# Your fave outfit to wear with slouch boots?



## shivs (Dec 8, 2007)

I have this amazing pair of Kenneth Cole boots, and I just dont know what to wear with them, so far I have worn thick cotton tights and a knit dress with them, and skinny jeans too...but I just really really don't know what to wear that would be original with them. What do you guys think?




&lt;&lt;&lt;&lt;these are them.


----------



## StereoXGirl (Dec 8, 2007)

You could wear skirts, dresses, leggings, or skinny jeans with those! I like 'em!


----------



## StereoXGirl (Dec 8, 2007)

You could try variations of the outfits in this thread:





https://forum.makeuptalk.com/f31...ege-69382.html


----------



## pinksugar (Dec 8, 2007)

lol, I agree with shaundra, any of those outfits would look hot with your boots.

They're totally cute by the way!


----------



## fawp (Dec 9, 2007)

Lately, it's been really cold here so I wear skinny jeans tucked into my boots with cute sweaters and try to play the accessories. I've never lived in cold weather before so I've been a little fashionably challenged these last few weeks.

--- Material provided ---
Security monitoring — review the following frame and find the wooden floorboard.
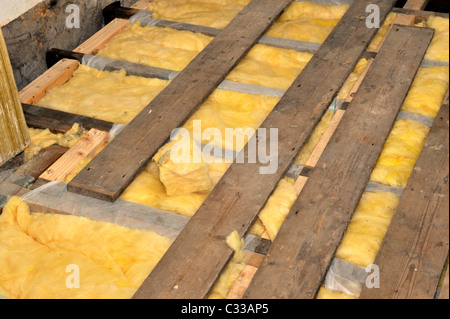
[361,95,449,299]
[69,0,292,201]
[22,104,114,133]
[135,1,395,298]
[245,25,433,299]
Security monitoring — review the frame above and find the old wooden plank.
[403,0,430,10]
[69,0,292,201]
[438,266,449,299]
[135,1,395,298]
[15,145,68,179]
[22,182,189,240]
[245,26,433,298]
[22,103,114,132]
[19,59,78,104]
[361,95,449,299]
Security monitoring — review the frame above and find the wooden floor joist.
[22,103,114,133]
[0,0,448,298]
[135,1,395,298]
[361,95,449,299]
[245,26,433,299]
[69,0,298,201]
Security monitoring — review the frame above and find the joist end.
[67,180,119,203]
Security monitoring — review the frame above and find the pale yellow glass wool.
[336,192,400,267]
[24,124,86,162]
[97,22,213,71]
[150,0,250,29]
[120,162,208,217]
[208,231,249,299]
[337,58,369,101]
[98,22,312,90]
[266,1,349,43]
[37,65,169,124]
[402,67,449,117]
[0,197,171,299]
[152,0,349,43]
[370,119,430,188]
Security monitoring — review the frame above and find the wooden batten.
[0,29,30,166]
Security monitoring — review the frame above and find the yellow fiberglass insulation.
[208,231,248,299]
[97,22,213,71]
[120,162,208,217]
[150,0,250,29]
[336,192,400,267]
[370,119,430,188]
[266,1,349,43]
[24,124,86,162]
[0,197,171,299]
[425,17,449,62]
[317,192,400,299]
[98,22,312,90]
[259,178,298,241]
[152,0,349,43]
[226,44,313,90]
[402,66,449,117]
[37,65,168,124]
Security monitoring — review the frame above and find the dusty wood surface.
[361,95,449,299]
[135,1,400,298]
[19,59,78,104]
[69,0,292,201]
[22,104,114,133]
[245,26,433,299]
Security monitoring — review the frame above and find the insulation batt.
[0,197,171,299]
[370,119,430,188]
[317,192,400,299]
[402,67,449,117]
[151,0,349,43]
[208,231,249,299]
[20,0,448,298]
[97,22,312,90]
[24,124,86,162]
[37,65,168,124]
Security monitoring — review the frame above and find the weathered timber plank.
[22,104,114,132]
[19,59,78,104]
[15,145,68,179]
[438,266,449,299]
[23,182,189,240]
[135,0,395,298]
[361,95,449,299]
[245,25,433,299]
[69,0,292,201]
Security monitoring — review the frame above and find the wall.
[0,0,136,90]
[0,0,43,27]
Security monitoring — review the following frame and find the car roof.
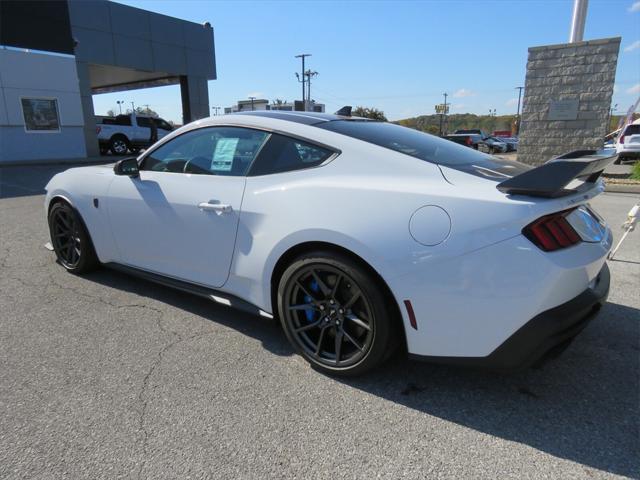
[231,110,373,125]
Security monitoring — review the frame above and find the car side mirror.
[113,157,140,177]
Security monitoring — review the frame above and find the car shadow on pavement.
[82,268,294,356]
[77,269,640,477]
[341,303,640,478]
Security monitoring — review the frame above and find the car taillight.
[522,209,581,252]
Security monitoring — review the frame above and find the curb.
[604,183,640,194]
[0,156,128,168]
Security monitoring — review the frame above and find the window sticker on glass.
[211,138,240,172]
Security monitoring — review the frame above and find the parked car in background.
[453,128,489,139]
[44,111,613,375]
[497,137,518,152]
[96,113,173,155]
[482,137,507,153]
[615,120,640,163]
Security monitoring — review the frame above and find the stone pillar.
[518,37,620,165]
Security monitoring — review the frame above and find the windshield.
[316,120,530,179]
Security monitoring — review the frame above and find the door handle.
[198,202,233,214]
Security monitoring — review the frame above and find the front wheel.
[49,202,99,273]
[278,252,398,376]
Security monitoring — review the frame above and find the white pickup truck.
[615,119,640,163]
[96,113,173,155]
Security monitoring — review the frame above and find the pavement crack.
[136,331,216,479]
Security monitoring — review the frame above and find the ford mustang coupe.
[45,109,614,375]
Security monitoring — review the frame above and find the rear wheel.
[49,202,99,273]
[278,252,398,376]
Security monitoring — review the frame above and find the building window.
[20,97,60,132]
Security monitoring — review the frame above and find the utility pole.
[516,87,524,137]
[440,92,449,135]
[295,53,311,111]
[304,70,318,110]
[607,103,618,131]
[569,0,589,43]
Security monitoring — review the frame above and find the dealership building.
[0,0,216,164]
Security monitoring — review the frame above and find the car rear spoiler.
[497,150,616,198]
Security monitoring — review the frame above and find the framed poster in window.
[20,97,60,133]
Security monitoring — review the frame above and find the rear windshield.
[316,120,488,165]
[316,120,529,179]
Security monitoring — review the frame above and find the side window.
[141,127,269,176]
[249,133,334,176]
[136,117,151,127]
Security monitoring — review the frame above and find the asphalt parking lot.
[0,167,640,479]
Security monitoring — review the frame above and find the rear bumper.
[410,263,610,371]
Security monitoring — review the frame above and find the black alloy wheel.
[49,202,98,273]
[278,251,395,375]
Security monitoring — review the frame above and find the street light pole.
[569,0,589,43]
[440,92,449,135]
[516,87,524,137]
[295,53,311,112]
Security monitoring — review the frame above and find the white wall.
[0,48,87,163]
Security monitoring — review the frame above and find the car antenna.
[335,105,351,117]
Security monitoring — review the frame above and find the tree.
[351,107,387,122]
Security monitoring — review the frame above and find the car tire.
[48,202,100,274]
[277,251,400,376]
[109,135,131,155]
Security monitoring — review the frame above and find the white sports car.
[45,111,613,375]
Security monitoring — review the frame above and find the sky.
[93,0,640,123]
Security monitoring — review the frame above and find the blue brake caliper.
[304,278,320,323]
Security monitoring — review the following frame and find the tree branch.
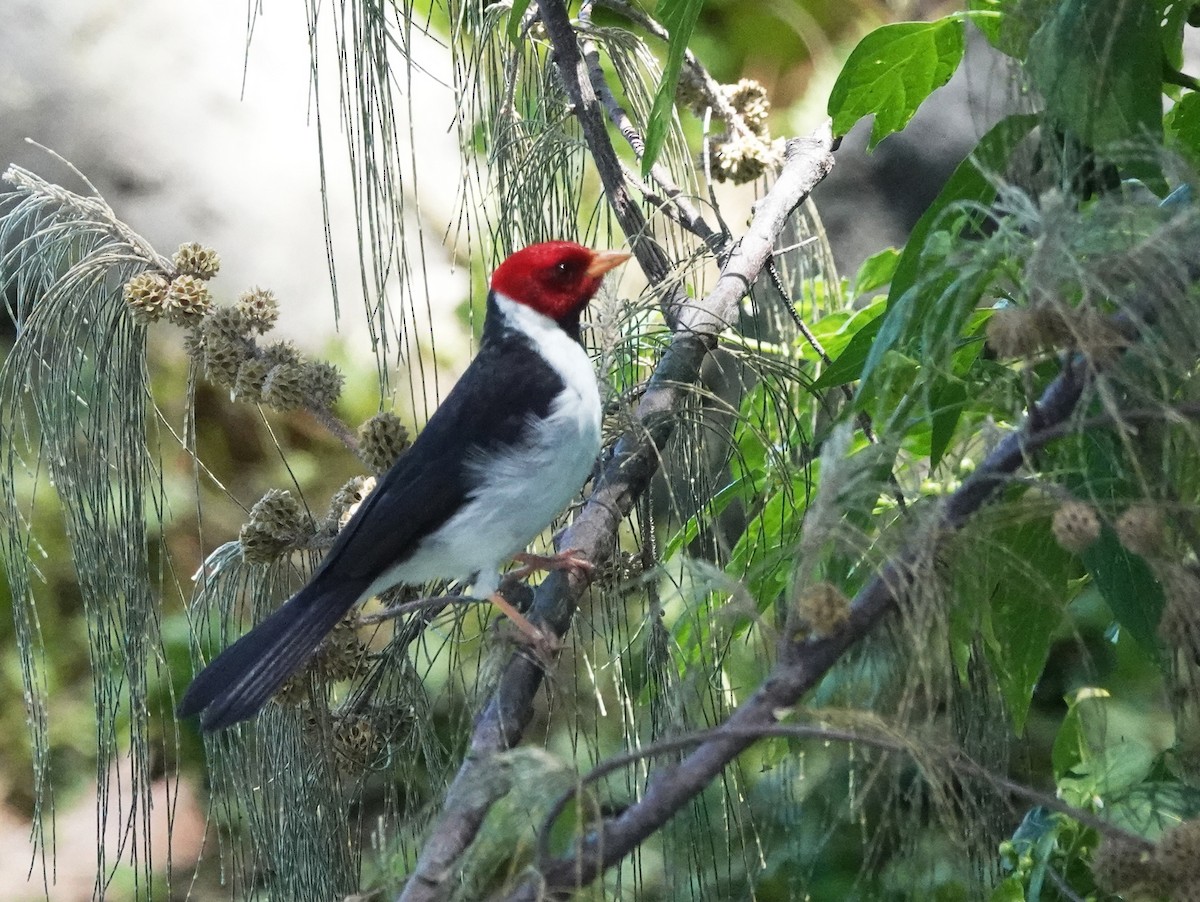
[511,352,1092,900]
[400,130,833,902]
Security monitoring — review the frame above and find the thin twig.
[401,127,833,902]
[535,711,1153,865]
[501,347,1093,900]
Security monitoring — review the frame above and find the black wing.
[314,316,563,583]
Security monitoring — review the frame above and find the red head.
[492,241,630,326]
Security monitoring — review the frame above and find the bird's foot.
[487,593,563,661]
[509,548,595,579]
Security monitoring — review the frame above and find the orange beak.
[587,251,632,278]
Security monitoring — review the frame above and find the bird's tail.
[179,579,362,730]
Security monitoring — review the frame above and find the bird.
[179,241,630,732]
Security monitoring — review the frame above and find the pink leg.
[509,548,595,579]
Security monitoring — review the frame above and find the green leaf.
[1082,527,1163,654]
[814,115,1038,389]
[1069,433,1164,656]
[829,18,964,148]
[851,247,900,297]
[642,0,704,176]
[958,519,1074,735]
[1026,0,1164,149]
[988,877,1025,902]
[929,379,967,470]
[508,0,529,43]
[1050,698,1090,781]
[1104,781,1200,841]
[812,309,883,391]
[1157,0,1195,68]
[1163,91,1200,167]
[967,0,1057,60]
[888,115,1038,316]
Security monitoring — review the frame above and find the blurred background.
[0,0,1012,902]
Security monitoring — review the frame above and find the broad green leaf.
[1163,91,1200,167]
[829,18,964,148]
[851,247,900,297]
[967,0,1058,60]
[642,0,704,176]
[1104,781,1200,841]
[508,0,529,42]
[929,379,967,470]
[955,519,1074,734]
[1050,699,1094,781]
[812,307,883,390]
[1058,741,1154,799]
[1026,0,1163,149]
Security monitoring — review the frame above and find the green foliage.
[11,0,1200,902]
[1026,0,1163,149]
[829,18,964,148]
[642,0,704,178]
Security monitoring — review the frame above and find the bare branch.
[400,130,833,902]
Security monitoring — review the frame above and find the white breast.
[377,295,601,597]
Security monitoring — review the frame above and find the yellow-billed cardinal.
[179,241,629,730]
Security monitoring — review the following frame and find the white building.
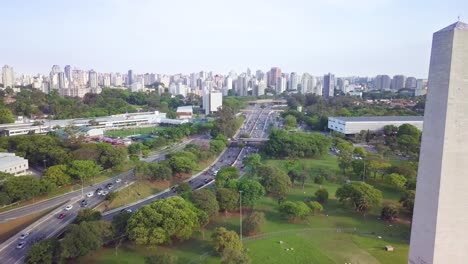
[408,22,468,264]
[177,105,193,119]
[328,116,424,135]
[0,152,29,176]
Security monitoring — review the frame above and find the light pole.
[239,191,243,242]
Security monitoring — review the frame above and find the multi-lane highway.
[0,107,271,264]
[0,139,193,224]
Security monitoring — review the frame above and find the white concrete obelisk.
[408,22,468,264]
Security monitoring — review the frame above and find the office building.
[2,65,15,88]
[408,22,468,264]
[328,116,423,135]
[405,77,418,89]
[268,67,281,87]
[88,70,99,89]
[322,73,335,98]
[289,72,299,91]
[374,75,392,91]
[392,75,406,92]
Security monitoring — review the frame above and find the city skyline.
[0,0,468,78]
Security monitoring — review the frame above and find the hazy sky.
[0,0,468,78]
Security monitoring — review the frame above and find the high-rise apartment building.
[322,73,335,98]
[405,77,418,89]
[374,75,392,91]
[392,75,406,91]
[408,22,468,264]
[268,67,281,87]
[127,70,134,85]
[2,65,15,88]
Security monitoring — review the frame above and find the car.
[16,241,26,249]
[20,232,29,239]
[57,214,67,219]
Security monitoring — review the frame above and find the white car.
[16,241,26,249]
[20,232,29,239]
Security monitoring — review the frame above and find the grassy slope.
[80,156,410,264]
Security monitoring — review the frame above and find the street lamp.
[239,191,243,242]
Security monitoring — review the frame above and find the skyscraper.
[2,65,15,88]
[88,70,98,88]
[268,67,281,87]
[408,22,468,264]
[127,70,133,85]
[322,73,335,98]
[289,72,299,90]
[392,75,406,91]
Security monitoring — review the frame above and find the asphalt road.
[0,137,198,225]
[0,108,269,264]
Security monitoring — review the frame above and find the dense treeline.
[263,130,332,158]
[282,94,424,130]
[0,135,127,205]
[0,88,190,119]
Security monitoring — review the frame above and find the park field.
[77,156,410,264]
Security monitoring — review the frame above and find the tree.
[216,188,239,212]
[111,211,132,236]
[211,227,242,254]
[242,153,262,175]
[242,212,265,236]
[60,221,111,258]
[221,249,252,264]
[259,166,291,197]
[380,205,399,222]
[314,175,325,184]
[400,190,416,213]
[309,201,323,215]
[215,166,240,187]
[210,139,226,154]
[337,142,354,175]
[0,108,15,124]
[127,196,201,245]
[335,182,382,212]
[284,115,297,129]
[67,160,102,180]
[41,164,71,186]
[279,201,310,220]
[26,239,59,264]
[169,155,197,173]
[315,188,328,204]
[191,189,219,216]
[235,179,265,207]
[75,208,101,224]
[388,173,407,190]
[145,253,178,264]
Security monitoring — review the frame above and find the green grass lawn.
[78,156,410,264]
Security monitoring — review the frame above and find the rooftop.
[330,116,424,122]
[437,21,468,32]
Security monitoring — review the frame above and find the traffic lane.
[0,171,133,223]
[0,182,122,263]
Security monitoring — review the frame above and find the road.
[0,138,195,224]
[0,106,269,264]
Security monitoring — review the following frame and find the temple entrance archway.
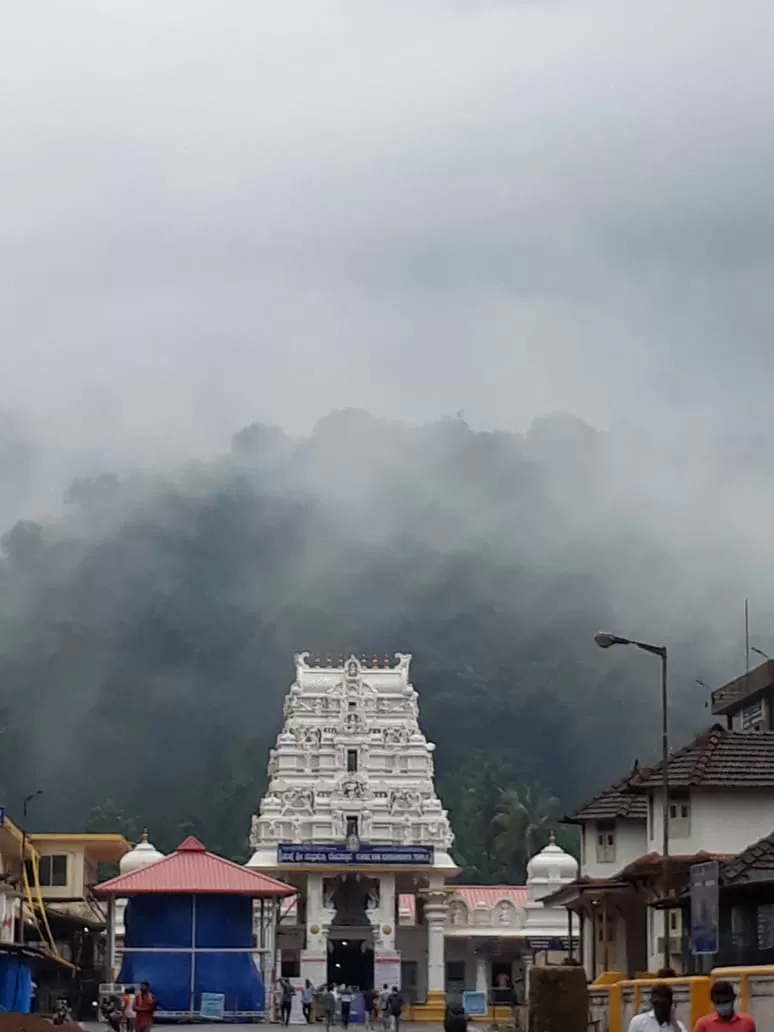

--- What to do ---
1. Using the slouch boots thread, decide whether each statement agrees with it. Give yes or no, and quote the text's deciding words exactly.
(a) The boots in the first post are made by Kenneth Cole.
(b) The first poster has not yet tried the boots with skinny jeans.
(c) fawp has lived in cold weather for many years.
2. In the slouch boots thread, what does fawp say she has been wearing with her boots because of the cold?

--- Results of the exercise ---
1.
(a) Yes: "I have this amazing pair of Kenneth Cole boots"
(b) No: "and skinny jeans too"
(c) No: "I've never lived in cold weather before"

2. Skinny jeans tucked into the boots, with cute sweaters.